→ Rows from a dataset:
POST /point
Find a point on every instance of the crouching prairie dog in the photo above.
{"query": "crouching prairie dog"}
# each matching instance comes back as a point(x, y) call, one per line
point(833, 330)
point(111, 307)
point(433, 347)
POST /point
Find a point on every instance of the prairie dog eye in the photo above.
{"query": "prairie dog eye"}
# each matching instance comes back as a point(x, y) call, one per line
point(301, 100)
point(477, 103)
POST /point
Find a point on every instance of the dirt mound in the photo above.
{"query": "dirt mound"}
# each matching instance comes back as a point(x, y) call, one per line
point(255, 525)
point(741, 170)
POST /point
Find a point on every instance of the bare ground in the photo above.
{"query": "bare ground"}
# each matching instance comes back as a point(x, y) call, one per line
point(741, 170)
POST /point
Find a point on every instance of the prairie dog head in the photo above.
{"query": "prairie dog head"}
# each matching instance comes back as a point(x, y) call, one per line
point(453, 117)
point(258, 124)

→ WHAT YOU HAVE TO DO:
Make an exact copy of every line in the data.

→ SOLUTION TO THE PROBLEM:
POST /point
Find a point on every instance of the crouching prairie dog in the photo above.
{"query": "crouching prairie dog"}
# each matching instance comes back as a point(x, y) call, one per line
point(833, 330)
point(111, 307)
point(433, 347)
POST /point
Find a point on every instance of the prairie dog eye in the photo above.
{"query": "prairie dog eye"}
# each matching instance comes back as a point(x, y) call, one per line
point(301, 100)
point(477, 103)
POST /point
Find a point on every instance of the dirt mound in the photo above.
{"query": "dirt mound"}
# each matching instance comes back as a point(x, y) call, one per line
point(255, 525)
point(741, 170)
POST /point
Find a point on every instance of the bare ground in the photo above.
{"query": "bare ground"}
# each matching instance comes back as a point(x, y) call, one per line
point(741, 170)
POST /point
Find a point on every instance of the prairie dog head in the photo above.
{"query": "prairie dog head"}
# each matching instance comes back as a point(x, y) call, one per line
point(453, 117)
point(258, 124)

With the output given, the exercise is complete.